Copy out, unchanged, the entries below from the "Phrase: broken chocolate piece" line to the final line. Omit pictures.
───── Material shown
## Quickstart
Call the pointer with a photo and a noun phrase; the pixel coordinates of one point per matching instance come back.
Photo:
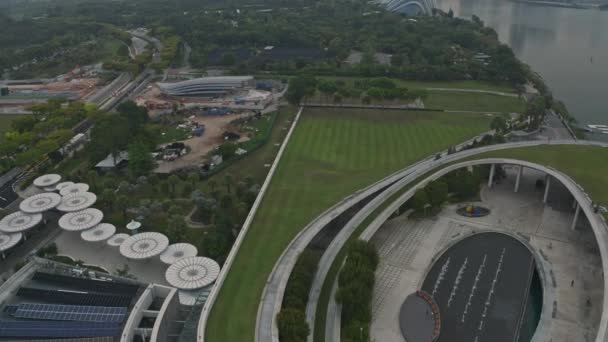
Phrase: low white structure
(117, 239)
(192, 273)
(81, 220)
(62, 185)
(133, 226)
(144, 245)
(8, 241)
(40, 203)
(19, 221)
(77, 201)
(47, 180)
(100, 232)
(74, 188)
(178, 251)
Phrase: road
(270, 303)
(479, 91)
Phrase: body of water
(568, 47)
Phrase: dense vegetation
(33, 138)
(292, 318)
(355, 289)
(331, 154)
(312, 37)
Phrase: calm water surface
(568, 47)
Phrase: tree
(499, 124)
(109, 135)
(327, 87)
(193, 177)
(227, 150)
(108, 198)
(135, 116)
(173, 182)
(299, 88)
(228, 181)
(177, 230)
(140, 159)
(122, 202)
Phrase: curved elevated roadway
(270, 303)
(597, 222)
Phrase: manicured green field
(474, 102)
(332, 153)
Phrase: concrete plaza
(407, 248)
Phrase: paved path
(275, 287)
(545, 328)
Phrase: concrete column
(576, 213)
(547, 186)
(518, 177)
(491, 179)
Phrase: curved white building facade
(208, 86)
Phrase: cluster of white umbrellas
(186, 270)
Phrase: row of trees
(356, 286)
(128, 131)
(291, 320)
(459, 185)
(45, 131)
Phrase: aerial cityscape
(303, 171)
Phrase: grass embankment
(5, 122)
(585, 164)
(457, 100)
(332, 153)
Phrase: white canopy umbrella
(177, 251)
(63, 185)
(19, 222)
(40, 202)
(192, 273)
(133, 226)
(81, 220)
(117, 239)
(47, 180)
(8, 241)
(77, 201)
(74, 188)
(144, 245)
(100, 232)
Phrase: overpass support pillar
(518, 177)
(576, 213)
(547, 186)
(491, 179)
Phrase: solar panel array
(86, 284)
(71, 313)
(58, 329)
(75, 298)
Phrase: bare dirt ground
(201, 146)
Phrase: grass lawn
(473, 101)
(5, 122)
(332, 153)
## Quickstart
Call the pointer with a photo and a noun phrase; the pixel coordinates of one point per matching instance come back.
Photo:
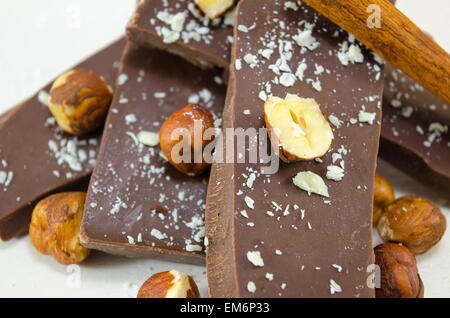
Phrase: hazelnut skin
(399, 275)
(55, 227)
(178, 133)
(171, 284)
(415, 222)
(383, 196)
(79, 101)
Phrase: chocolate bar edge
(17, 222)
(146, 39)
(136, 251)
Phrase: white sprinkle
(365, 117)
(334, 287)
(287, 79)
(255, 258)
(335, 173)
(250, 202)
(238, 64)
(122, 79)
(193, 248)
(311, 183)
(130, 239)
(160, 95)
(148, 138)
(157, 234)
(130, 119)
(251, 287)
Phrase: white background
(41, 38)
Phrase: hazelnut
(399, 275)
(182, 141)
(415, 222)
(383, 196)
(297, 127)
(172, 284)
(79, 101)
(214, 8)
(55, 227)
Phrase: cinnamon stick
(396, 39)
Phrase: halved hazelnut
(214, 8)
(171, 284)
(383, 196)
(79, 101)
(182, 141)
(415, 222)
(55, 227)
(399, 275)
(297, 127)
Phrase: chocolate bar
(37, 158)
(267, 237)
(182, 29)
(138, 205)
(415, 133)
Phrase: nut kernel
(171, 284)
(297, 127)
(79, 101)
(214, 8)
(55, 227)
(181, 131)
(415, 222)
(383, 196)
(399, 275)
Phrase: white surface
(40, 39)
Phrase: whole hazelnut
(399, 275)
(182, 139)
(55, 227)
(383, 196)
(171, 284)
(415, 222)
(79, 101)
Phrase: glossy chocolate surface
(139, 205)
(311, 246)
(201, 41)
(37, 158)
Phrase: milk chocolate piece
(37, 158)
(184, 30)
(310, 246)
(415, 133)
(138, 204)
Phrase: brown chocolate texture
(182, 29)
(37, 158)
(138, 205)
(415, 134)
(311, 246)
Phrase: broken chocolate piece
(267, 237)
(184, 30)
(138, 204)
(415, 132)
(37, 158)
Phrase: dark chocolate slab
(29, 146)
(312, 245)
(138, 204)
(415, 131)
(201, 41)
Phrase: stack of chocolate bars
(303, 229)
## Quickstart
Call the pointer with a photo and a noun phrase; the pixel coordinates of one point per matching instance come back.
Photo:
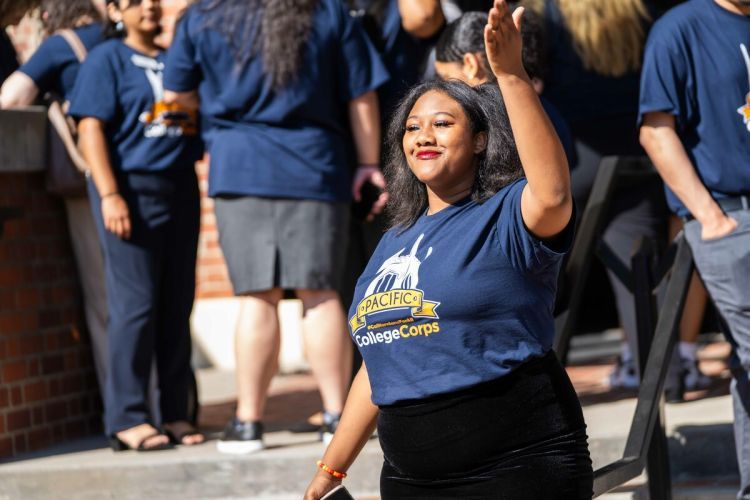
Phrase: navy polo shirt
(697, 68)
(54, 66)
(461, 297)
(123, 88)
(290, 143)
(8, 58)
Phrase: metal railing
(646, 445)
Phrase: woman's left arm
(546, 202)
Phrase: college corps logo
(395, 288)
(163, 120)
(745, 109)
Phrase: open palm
──────────
» Result below
Phrase: broken chocolate piece
(267, 237)
(184, 30)
(138, 204)
(415, 132)
(37, 158)
Phrase: dark chocolate slab
(29, 146)
(312, 245)
(138, 204)
(415, 131)
(201, 41)
Phrase: stack of chocolate bars
(303, 229)
## Quickstart
Call the pointer with a photo and a noun phrase; the pixel coordinates of one point per matching instance come back.
Photo:
Phrase: navy polo shirt
(697, 68)
(54, 66)
(461, 297)
(123, 88)
(290, 143)
(8, 58)
Phrase: metal railing
(646, 445)
Phrase: woman's left arm
(546, 202)
Phrase: college corps logo
(395, 288)
(163, 120)
(745, 109)
Phrase: open palm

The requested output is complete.